>> BEGIN

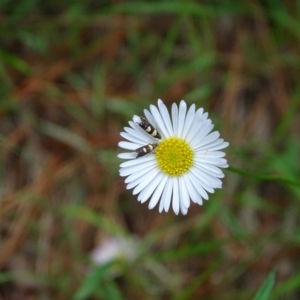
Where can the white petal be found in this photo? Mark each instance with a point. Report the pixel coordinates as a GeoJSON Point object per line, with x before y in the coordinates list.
{"type": "Point", "coordinates": [216, 145]}
{"type": "Point", "coordinates": [137, 133]}
{"type": "Point", "coordinates": [130, 170]}
{"type": "Point", "coordinates": [208, 153]}
{"type": "Point", "coordinates": [138, 161]}
{"type": "Point", "coordinates": [215, 161]}
{"type": "Point", "coordinates": [133, 139]}
{"type": "Point", "coordinates": [146, 182]}
{"type": "Point", "coordinates": [147, 137]}
{"type": "Point", "coordinates": [175, 118]}
{"type": "Point", "coordinates": [198, 185]}
{"type": "Point", "coordinates": [183, 209]}
{"type": "Point", "coordinates": [194, 195]}
{"type": "Point", "coordinates": [175, 200]}
{"type": "Point", "coordinates": [133, 183]}
{"type": "Point", "coordinates": [165, 117]}
{"type": "Point", "coordinates": [210, 180]}
{"type": "Point", "coordinates": [184, 195]}
{"type": "Point", "coordinates": [158, 192]}
{"type": "Point", "coordinates": [150, 118]}
{"type": "Point", "coordinates": [199, 131]}
{"type": "Point", "coordinates": [181, 117]}
{"type": "Point", "coordinates": [128, 145]}
{"type": "Point", "coordinates": [166, 197]}
{"type": "Point", "coordinates": [160, 123]}
{"type": "Point", "coordinates": [138, 174]}
{"type": "Point", "coordinates": [148, 190]}
{"type": "Point", "coordinates": [211, 169]}
{"type": "Point", "coordinates": [189, 120]}
{"type": "Point", "coordinates": [128, 155]}
{"type": "Point", "coordinates": [208, 139]}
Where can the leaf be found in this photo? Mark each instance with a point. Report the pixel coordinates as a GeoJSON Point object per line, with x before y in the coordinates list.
{"type": "Point", "coordinates": [265, 290]}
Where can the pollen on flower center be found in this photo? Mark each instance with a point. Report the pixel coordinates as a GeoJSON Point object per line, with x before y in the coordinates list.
{"type": "Point", "coordinates": [174, 156]}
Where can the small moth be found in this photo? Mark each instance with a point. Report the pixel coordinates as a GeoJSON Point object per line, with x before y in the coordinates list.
{"type": "Point", "coordinates": [145, 124]}
{"type": "Point", "coordinates": [145, 150]}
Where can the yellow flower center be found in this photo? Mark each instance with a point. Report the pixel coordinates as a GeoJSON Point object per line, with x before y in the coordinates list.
{"type": "Point", "coordinates": [174, 156]}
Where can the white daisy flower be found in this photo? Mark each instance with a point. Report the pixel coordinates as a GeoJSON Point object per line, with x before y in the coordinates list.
{"type": "Point", "coordinates": [173, 159]}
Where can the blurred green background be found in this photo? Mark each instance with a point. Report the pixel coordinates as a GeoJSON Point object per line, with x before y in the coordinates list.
{"type": "Point", "coordinates": [72, 74]}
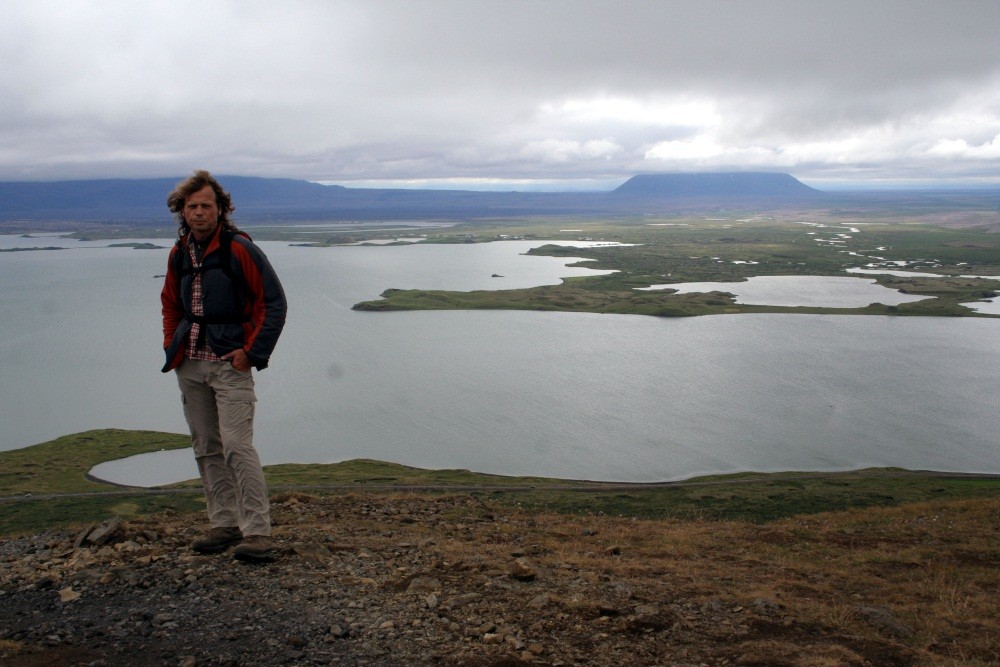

>> END

SET PROBLEM.
Substitute "image" for "photo" in the rows from the line that contains "Where can the yellow" through the end of the rows, and give those lines back with nothing else changed. Leave the pictures out.

WRITTEN RESPONSE.
Where can the yellow flower center be found in this image? Mark each instance with a point. Report the pixel coordinates as a GeoJSON Point object per line, with x before y in the coordinates list.
{"type": "Point", "coordinates": [174, 156]}
Where can the white daisy flower be found in this image? Mark each instance with a point. Report the pixel coordinates as a GeoJSON Point object per line, with x before y in the coordinates list.
{"type": "Point", "coordinates": [173, 159]}
Where can the blurred green background be found in this image? Mark each instance with a point. Report the pixel coordinates as a GeoJSON Point object per line, with x before y in the coordinates list.
{"type": "Point", "coordinates": [72, 74]}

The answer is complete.